Si on veut essayer un jour de donner de la stabilité d'emploi,
une sécurité d'emploi aux gars de la construction et nous
tenons mordicus à leur en donner il faut qu'on contrôle la
main-d'oeuvre. Pour contrôler la main-d'oeuvre, il faut que tout le monde
qui travaille dans l'industrie de la construction soit régi par la loi
et par le décret qui dirigeront toute l'industrie de la construction.
Autrement, il n'y a pas moyen d'établir de contrôle.
M. ROY (Beauce): Vous parlez d'établir un contrôle de cette
façon, mais vous avez quand même admis, je pense, tout à
l'heure, que lorsqu'il y a du travail dans l'industrie de la construction, on
doit s'efforcer de voir à ce que les gens puissent exécuter ce
travail.
M. LABERGE: C'est bien sûr.
M. ROY (Beauce): A partir de là, le problème se pose au
moment où il y a régression dans l'industrie de la construction.
C'est là que je me demande sérieusement et en toute
honnêteté de quelle façon on va procéder, de quelle
façon les travailleurs pourront être traités avec justice,
le jour où la Commission de l'industrie de la construction, ou le
ministère du Travail, ou la FTQ, ou la CSN, peu importe, dira: Toi, tu
ne travailleras pas parce qu'il y a une restriction mais c'est l'autre qui va
travailler à ta place. Le problème est là.
Vous l'avez souligné tout à l'heure, il faudrait qu'il y
ait des politiques incitatrices...
M. LABERGE: D'accord.
M. ROY (Beauce): ... pour donner une meilleure stabilité et que
l'industrie de la construction ne fasse pas ça, mais qu'elle ait une
courbe ascendante.
M. LABERGE: Moi, je suis convaincu que la Commission de l'industrie de
la construction va pouvoir régler ce problème. Il faut se
rappeler qu'il n'y a pas tellement longtemps ça fait un an et
demi environ vous aviez 14 ou 18 décrets dans l'industrie de la
construction. A ce moment-là, les conditions et les salaires
étaient différents, la mise en application des décrets
variait d'une région à l'autre. Dans certaines régions,
les décrets étaient respectés, tandis que, dans d'autres,
ils ne l'étaient pas.
La Commission de l'industrie de la construction est née, il y a
environ un an et demi. Les 15 décrets sont devenus un. La Commission de
l'industrie de la construction n'a peut-être pas encore en main toutes
les informations nécessaires, mais moi, je suis convaincu qu'elle va les
obtenir. Maintenant, vous avez un seul décret pour le Québec et
vous avez une seule façon d'appliquer le décret. C'est
extrêmement important. Cela ne varie pas d'une région à
l'autre.

::::::::::

→ **Objectif de l'exercice**
Résumez en deux phrases le texte fourni.

→ **Données recueillies**

::::::::::

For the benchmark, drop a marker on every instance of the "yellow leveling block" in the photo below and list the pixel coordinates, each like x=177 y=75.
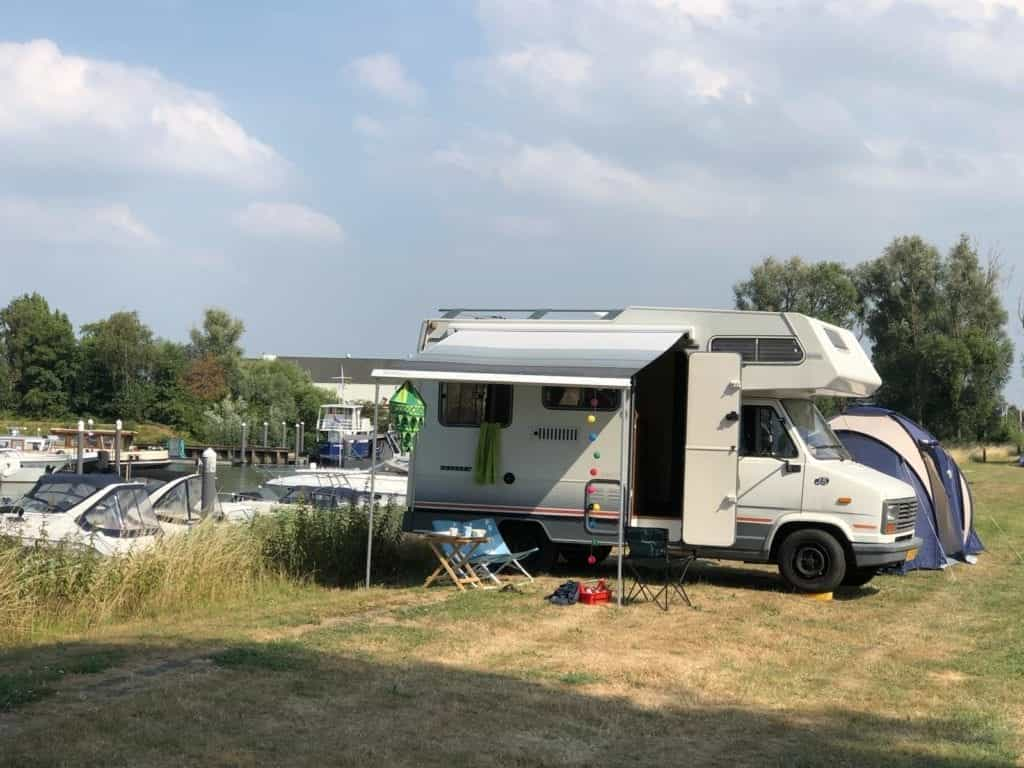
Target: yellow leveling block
x=817 y=595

::::::::::

→ **La réponse**
L'échange s'ouvre sur l'idée que, pour donner une sécurité d'emploi aux travailleurs de la construction, il faut contrôler la main-d'oeuvre en soumettant toute l'industrie à la loi et au décret, ce qui amène M. Roy (Beauce) à se demander comment les travailleurs seront traités avec justice quand, en période de régression, on dira à l'un de ne pas travailler pour laisser sa place à un autre. M. Laberge se dit convaincu que la Commission de l'industrie de la construction, née il y a environ un an et demi, pourra régler ce problème, puisque les multiples décrets appliqués différemment selon les régions ont laissé place à un seul décret appliqué de la même façon partout au Québec.